TASK TO CARRY OUT ->
Count the lines below that contain "handle". Answer with the number alone.

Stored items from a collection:
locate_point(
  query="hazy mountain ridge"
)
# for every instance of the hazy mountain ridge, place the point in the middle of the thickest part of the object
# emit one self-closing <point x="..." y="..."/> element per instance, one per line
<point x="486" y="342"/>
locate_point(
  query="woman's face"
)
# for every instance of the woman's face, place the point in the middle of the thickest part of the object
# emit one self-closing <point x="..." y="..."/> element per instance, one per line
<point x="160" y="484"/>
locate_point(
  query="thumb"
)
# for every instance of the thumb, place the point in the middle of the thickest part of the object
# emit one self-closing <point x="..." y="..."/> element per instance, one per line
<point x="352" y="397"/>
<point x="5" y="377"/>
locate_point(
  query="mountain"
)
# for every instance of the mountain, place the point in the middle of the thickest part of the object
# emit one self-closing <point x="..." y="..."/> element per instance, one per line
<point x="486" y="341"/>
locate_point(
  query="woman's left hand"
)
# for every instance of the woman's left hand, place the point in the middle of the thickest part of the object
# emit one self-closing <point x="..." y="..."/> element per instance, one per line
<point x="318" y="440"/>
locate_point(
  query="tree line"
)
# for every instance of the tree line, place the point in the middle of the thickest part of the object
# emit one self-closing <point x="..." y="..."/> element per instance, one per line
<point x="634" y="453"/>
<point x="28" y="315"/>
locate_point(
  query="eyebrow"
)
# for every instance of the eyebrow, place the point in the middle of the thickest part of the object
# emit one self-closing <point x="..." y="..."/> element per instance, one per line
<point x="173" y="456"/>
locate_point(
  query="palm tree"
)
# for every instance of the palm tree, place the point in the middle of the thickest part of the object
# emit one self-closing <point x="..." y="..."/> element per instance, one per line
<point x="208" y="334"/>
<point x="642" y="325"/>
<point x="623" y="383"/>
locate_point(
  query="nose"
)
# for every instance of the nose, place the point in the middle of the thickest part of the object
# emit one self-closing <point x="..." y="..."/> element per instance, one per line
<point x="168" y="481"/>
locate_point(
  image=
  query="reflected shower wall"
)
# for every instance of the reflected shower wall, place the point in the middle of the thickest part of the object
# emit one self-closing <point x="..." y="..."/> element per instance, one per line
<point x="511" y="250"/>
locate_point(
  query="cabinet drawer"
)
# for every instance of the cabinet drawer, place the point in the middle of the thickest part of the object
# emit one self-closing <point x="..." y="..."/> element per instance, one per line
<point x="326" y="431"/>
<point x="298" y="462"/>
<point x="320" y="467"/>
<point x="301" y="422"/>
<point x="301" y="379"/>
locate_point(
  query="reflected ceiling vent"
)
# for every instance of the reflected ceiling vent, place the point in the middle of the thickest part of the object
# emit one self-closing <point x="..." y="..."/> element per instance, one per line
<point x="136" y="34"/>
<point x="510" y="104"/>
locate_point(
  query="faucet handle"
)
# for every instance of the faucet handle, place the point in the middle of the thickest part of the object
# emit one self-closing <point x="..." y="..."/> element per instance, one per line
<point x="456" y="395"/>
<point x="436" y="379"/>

RESULT OF THE EXERCISE ->
2